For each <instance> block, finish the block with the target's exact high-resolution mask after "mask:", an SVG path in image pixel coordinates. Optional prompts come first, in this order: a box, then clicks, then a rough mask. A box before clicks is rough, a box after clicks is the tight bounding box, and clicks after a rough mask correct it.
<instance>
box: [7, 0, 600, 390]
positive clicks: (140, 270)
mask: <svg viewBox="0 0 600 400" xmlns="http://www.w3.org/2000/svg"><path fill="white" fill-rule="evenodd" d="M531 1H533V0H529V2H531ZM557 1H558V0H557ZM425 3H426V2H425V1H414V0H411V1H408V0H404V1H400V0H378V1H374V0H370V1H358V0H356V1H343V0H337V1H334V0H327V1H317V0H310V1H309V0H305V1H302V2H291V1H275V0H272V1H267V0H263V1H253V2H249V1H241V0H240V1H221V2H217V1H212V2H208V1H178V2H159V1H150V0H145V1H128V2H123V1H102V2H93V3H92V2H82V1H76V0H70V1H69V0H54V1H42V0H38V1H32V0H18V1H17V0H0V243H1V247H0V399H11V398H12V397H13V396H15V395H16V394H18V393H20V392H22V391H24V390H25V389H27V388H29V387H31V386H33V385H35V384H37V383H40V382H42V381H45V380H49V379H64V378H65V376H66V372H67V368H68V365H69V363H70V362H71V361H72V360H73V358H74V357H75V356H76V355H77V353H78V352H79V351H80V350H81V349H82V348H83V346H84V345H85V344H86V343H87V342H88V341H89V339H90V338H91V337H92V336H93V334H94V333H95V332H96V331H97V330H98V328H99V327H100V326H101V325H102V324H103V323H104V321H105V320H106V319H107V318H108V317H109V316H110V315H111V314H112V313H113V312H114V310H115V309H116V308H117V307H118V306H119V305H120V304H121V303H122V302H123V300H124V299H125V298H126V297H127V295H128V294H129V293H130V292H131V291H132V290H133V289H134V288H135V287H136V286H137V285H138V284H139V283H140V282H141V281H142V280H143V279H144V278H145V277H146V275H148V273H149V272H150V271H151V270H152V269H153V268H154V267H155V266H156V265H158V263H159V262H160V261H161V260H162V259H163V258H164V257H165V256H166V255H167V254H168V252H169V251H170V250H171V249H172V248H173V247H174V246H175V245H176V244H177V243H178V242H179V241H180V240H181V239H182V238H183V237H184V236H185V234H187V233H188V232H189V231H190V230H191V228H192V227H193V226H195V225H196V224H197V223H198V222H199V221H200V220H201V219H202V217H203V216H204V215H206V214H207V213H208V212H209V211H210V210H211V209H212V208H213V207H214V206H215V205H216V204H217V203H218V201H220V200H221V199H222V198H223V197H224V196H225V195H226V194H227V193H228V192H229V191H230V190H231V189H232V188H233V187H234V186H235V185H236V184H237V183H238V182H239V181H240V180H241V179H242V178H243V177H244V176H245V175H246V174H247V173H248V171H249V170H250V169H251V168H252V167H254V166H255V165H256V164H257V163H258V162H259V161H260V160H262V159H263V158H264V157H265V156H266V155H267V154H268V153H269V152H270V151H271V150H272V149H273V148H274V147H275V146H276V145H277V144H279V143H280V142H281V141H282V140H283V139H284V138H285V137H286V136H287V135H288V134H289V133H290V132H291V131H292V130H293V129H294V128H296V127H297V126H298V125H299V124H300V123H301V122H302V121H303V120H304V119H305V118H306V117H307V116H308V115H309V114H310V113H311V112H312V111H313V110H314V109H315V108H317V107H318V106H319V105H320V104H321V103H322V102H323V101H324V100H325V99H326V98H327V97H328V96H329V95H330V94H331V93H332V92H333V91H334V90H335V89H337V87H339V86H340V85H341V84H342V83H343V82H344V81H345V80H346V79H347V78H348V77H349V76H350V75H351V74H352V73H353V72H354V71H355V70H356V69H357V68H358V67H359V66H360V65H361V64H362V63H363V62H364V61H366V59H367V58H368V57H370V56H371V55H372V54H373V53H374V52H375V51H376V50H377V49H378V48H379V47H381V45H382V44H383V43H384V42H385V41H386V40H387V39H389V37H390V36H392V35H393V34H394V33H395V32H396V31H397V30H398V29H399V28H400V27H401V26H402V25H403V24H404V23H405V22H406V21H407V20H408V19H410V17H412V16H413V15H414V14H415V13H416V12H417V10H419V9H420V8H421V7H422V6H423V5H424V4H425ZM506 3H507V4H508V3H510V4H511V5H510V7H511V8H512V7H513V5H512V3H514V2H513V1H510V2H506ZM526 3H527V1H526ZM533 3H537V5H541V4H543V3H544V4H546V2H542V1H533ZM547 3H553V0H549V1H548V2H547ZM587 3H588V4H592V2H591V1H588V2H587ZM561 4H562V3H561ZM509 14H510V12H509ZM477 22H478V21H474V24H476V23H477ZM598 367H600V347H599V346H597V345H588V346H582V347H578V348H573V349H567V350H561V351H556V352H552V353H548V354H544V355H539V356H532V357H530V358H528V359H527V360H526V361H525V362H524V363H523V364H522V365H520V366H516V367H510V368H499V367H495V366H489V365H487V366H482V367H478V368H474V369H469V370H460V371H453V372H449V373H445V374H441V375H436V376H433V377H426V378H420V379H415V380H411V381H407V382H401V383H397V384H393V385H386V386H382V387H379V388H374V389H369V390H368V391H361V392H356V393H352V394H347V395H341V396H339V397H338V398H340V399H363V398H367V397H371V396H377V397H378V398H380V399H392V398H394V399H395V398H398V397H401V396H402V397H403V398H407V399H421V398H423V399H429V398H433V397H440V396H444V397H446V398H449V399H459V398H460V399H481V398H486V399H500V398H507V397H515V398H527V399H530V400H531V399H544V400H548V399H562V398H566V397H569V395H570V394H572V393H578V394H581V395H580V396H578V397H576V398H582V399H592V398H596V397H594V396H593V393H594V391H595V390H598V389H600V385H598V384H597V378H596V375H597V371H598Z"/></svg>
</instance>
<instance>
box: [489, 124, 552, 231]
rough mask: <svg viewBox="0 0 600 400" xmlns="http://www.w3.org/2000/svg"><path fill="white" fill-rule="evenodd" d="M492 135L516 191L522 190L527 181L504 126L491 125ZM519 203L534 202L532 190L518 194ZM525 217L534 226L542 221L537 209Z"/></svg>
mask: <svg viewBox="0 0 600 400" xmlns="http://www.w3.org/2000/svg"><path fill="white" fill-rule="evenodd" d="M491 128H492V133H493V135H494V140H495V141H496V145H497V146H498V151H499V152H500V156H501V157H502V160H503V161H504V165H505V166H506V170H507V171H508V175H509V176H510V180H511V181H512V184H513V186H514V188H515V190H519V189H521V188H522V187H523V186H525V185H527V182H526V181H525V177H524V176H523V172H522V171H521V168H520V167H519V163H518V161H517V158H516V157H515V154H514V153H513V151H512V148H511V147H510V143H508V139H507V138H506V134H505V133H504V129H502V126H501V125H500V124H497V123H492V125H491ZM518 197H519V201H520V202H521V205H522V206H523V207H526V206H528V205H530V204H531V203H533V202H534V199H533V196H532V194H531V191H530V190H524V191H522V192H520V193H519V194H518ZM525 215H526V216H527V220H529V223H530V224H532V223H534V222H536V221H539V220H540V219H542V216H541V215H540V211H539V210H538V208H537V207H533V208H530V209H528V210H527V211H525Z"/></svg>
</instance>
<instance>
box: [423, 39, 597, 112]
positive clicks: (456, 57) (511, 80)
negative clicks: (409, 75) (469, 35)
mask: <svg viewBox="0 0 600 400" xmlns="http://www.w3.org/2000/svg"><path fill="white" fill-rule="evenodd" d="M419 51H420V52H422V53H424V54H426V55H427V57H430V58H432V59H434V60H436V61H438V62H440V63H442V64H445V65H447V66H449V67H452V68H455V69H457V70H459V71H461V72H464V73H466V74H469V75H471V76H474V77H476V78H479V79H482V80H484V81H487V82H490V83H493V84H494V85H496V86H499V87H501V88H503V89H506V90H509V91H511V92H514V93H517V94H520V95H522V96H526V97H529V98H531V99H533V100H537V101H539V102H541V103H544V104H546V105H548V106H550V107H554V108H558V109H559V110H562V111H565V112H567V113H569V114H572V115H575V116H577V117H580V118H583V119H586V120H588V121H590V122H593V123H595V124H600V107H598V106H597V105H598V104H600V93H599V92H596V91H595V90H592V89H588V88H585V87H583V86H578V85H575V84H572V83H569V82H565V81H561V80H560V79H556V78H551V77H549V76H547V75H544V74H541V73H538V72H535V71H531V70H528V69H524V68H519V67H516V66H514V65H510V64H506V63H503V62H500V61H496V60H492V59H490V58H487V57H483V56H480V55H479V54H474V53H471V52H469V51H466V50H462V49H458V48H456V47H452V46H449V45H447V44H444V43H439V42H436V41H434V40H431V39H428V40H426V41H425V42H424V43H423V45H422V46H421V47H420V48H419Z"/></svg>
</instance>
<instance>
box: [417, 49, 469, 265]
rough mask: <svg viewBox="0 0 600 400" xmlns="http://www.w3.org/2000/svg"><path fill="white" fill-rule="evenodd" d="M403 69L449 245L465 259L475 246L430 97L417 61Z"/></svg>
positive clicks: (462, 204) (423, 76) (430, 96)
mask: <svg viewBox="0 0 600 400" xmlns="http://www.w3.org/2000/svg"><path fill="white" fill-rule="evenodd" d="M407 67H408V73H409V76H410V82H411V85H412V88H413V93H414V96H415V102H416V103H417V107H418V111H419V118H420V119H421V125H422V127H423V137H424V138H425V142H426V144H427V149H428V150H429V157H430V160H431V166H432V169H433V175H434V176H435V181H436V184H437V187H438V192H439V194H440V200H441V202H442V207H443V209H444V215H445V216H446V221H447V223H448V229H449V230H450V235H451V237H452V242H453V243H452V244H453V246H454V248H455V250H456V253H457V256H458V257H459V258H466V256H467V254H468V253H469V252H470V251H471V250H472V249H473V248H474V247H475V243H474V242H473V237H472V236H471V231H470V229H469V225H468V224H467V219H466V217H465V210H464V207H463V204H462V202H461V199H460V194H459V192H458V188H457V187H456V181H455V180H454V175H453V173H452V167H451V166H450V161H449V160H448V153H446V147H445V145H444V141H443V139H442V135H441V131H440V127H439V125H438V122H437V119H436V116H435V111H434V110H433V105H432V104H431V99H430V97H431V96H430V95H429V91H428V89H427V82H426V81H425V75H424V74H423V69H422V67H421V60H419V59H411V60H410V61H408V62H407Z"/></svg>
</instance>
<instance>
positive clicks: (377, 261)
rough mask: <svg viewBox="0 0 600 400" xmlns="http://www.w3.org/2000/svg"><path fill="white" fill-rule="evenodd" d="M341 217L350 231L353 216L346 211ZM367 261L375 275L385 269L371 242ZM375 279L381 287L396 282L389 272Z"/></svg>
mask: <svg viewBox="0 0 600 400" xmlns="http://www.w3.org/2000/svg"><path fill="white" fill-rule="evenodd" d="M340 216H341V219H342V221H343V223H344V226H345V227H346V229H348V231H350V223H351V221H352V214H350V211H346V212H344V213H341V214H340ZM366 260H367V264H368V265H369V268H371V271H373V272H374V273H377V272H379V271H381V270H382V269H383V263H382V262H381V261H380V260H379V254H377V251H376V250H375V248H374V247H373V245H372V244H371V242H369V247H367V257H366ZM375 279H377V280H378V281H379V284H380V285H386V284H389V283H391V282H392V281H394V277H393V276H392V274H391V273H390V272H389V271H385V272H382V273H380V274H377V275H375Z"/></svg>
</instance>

________________________________________

**Exercise description**
Copy the records above exactly, beginning at the line that contains "box: [417, 49, 469, 265]" and stopping after the line that contains "69L449 245L465 259L475".

**Solution**
box: [417, 49, 469, 265]
rough mask: <svg viewBox="0 0 600 400" xmlns="http://www.w3.org/2000/svg"><path fill="white" fill-rule="evenodd" d="M403 69L449 245L465 259L475 246L430 97L417 61Z"/></svg>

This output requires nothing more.